In demonology, Malphas is a demon who first appears in Johann Weyer's Pseudomonarchia Daemonum. That work and the Lesser Key of Solomon describe him as a mighty Great President of Hell, with 40 legions of demons under his command and is second in command under Satan. He appears as a raven, but if requested, will instead resemble a man with a hoarse voice. Malphas is said to build houses, high towers and strongholds, throw down the buildings of the enemies, destroy the enemies' desires or thoughts (and/or make them known to the conjurer) and all that they have done, give good familiars, and quickly bring artificers together from all places of the world.  According to the writers, Malphas accepts willingly and kindly any sacrifice offered to him, but then he will deceive the conjurer.

In popular culture

 Malphas appears as the secondary antagonist of the 2015 Freeform series Dead of Summer
 Malphas is a minor antagonist in the 2019 video game Devil May Cry 5, appearing as a deformed bird-like demon fused to a multi-headed witch
 Malphas appears as a boss in the 2010 MMO Realm of the Mad God
 Malphas appears as a summonable demon in the 2009 game Bayonetta, as well as Bayonetta 2 and Bayonetta 3. 
 Malphas appears as a boss in Castlevania: Symphony of the Night, Dawn of Sorrow, and as a lesser enemy in Portrait of Ruin and Grimoire of Souls. In Symphony of the Night, he is called "Karasuman," referring to his crow-like appearance with his name containing the Japanese word for crow.

──────────

=== Tasks for this exercise ===
**A)** According to the text on Malphas, how many legions of demons does he command?
**B)** Write out the Malphas text again from "In popular culture" to "and Bayonetta 3.", switching "antagonist" to "villain".

=== Provided data ===
──────────

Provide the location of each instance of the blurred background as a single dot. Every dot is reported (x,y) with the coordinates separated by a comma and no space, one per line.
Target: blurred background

──────────

=== Answers given ===
**A)** He commands 40 legions of demons.

**B)**
In popular culture

 Malphas appears as the secondary villain of the 2015 Freeform series Dead of Summer
 Malphas is a minor villain in the 2019 video game Devil May Cry 5, appearing as a deformed bird-like demon fused to a multi-headed witch
 Malphas appears as a boss in the 2010 MMO Realm of the Mad God
 Malphas appears as a summonable demon in the 2009 game Bayonetta, as well as Bayonetta 2 and Bayonetta 3.